[Rows from a point annotation set]
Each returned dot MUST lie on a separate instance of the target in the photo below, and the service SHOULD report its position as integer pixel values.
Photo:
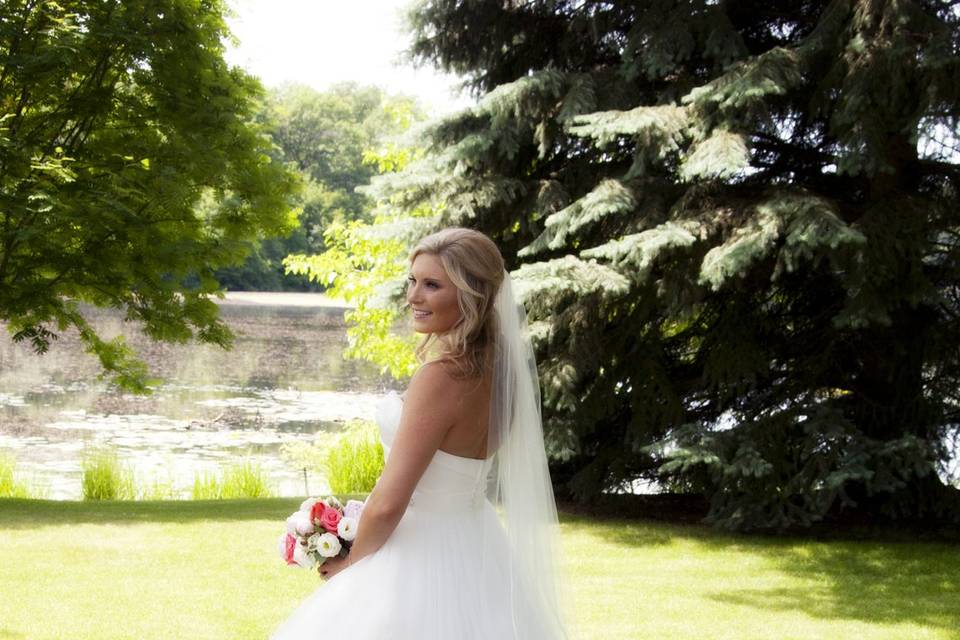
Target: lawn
(210, 569)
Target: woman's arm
(429, 411)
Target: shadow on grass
(18, 513)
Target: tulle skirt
(428, 581)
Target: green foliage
(351, 460)
(364, 263)
(115, 119)
(336, 140)
(104, 476)
(718, 211)
(245, 479)
(10, 487)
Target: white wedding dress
(426, 582)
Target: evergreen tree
(736, 229)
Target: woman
(464, 448)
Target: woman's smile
(432, 296)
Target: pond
(284, 381)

_PROBLEM STATEMENT_
Copy the rows above word for word, leaving out the pictures.

_COMPLETE RESPONSE_
Each returned dot MUST lie on a separate instance of the target in the photo below, and the service SHOULD report its position as integer pixel values.
Photo:
Target: lawn
(210, 569)
Target: woman's arm
(429, 411)
Target: shadow on grass
(18, 513)
Target: tulle skirt
(428, 581)
Target: green foliage
(351, 460)
(364, 263)
(115, 119)
(336, 140)
(104, 476)
(718, 211)
(245, 479)
(10, 487)
Target: white wedding dress
(426, 582)
Target: evergreen tree
(736, 229)
Target: woman
(464, 448)
Target: woman's smile
(432, 296)
Target: pond
(284, 381)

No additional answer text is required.